Provided passage: Begin

JEE MAIN - Mathematics (2021 - 26th February Morning Shift - No. 7)
The value of $$\sum\limits_{n = 1}^{100} {\int\limits_{n - 1}^n {{e^{x - [x]}}dx} } $$, where [ x ] is the greatest integer $$ \le $$ x, is :
100e
100(e $$-$$ 1)
100(1 + e)
100(1 $$-$$ e)

Provided passage: End

## Required action 1
In the exam problem, what does [x] stand for?
## Required action 2
From the exam problem, extract the portion that starts at the words "JEE MAIN - Mathematics" and stops after "100(e $$-$$ 1)".

Recorded information: Begin

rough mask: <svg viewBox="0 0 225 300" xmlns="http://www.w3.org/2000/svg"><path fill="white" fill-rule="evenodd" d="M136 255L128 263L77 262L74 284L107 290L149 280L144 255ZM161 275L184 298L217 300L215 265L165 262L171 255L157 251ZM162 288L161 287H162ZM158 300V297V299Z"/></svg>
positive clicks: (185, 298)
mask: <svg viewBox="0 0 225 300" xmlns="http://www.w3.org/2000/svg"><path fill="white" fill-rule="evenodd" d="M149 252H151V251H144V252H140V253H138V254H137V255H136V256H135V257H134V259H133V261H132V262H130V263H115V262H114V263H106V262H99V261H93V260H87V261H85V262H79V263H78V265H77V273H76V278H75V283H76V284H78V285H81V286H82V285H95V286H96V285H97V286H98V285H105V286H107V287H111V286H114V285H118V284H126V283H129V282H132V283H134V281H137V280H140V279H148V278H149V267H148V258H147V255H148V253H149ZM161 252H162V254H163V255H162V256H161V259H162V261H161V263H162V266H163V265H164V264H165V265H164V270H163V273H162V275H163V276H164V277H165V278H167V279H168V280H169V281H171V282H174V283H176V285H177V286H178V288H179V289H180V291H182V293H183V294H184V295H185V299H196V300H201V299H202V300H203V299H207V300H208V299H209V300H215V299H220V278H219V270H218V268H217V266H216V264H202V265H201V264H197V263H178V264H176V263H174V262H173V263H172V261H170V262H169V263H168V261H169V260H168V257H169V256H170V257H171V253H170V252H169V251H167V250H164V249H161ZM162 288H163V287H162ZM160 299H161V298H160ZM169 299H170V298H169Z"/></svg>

Recorded information: End

## Expected output 1
The greatest integer less than or equal to x.

## Expected output 2
JEE MAIN - Mathematics (2021 - 26th February Morning Shift - No. 7)
The value of $$\sum\limits_{n = 1}^{100} {\int\limits_{n - 1}^n {{e^{x - [x]}}dx} } $$, where [ x ] is the greatest integer $$ \le $$ x, is :
100e
100(e $$-$$ 1)